■ Material to process:
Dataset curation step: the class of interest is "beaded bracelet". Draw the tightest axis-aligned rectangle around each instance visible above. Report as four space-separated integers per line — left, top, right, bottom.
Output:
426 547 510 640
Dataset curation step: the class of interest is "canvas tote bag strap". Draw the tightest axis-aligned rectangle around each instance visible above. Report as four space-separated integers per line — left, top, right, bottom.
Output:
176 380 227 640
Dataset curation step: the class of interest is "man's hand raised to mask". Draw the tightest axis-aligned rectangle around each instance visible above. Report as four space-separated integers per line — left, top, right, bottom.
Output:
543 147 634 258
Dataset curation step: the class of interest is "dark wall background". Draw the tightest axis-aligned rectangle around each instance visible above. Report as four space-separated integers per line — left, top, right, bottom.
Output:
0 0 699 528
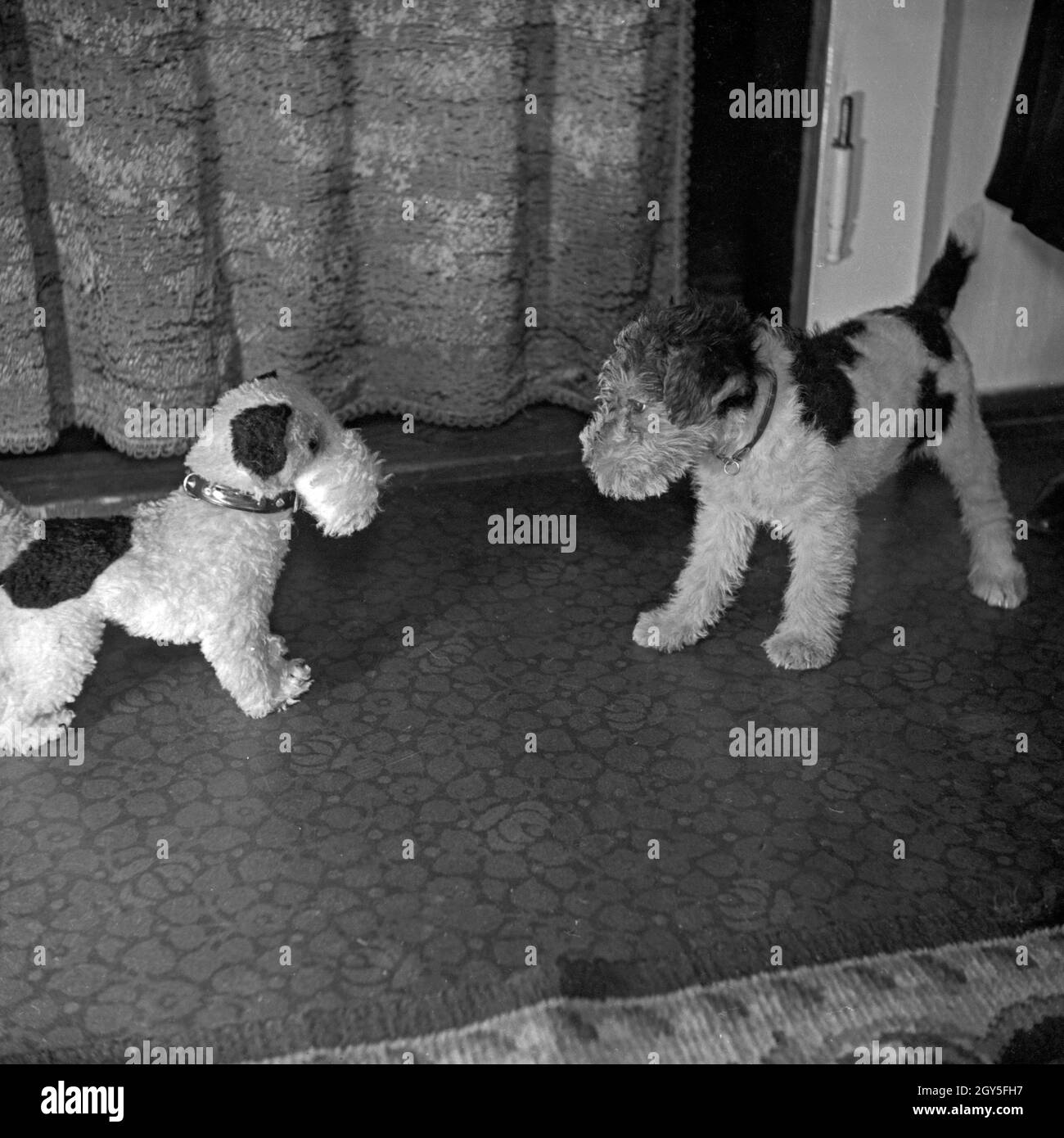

■ Problem details:
Update the records by swapping "Dataset curation step" for "Labeling step" wherever it appears, keeping every other line unchanged, and omit the pictures from your answer.

■ Exercise answer:
Labeling step: the class of interest is "beaded bracelet". Draw the tightest axis-aligned rectangle around each instance visible above. Report as four space-separated integers per line — left, top, right, bottom.
Output:
426 547 510 640
Labeling step: the class of interest is "canvas tote bag strap". Draw the tightest axis-aligned rectangle around each instance visible above. Report as four space-separated integers per line — left, top, right, bottom.
Output:
176 380 227 640
Labeling step: the class of interest is "man's hand raised to mask". Draw the tightest axis-aligned rectangle around each instance visible above. Report as four space-separated integers per line — left, top, right, bottom.
Output:
543 147 634 258
Labeling step: the class of interest is "dark wall background". Draw the tightest axis-aligned rectangle around each instance visible above. Report as four space-separated integers per line — left, top, right, bottom.
Output:
0 0 699 528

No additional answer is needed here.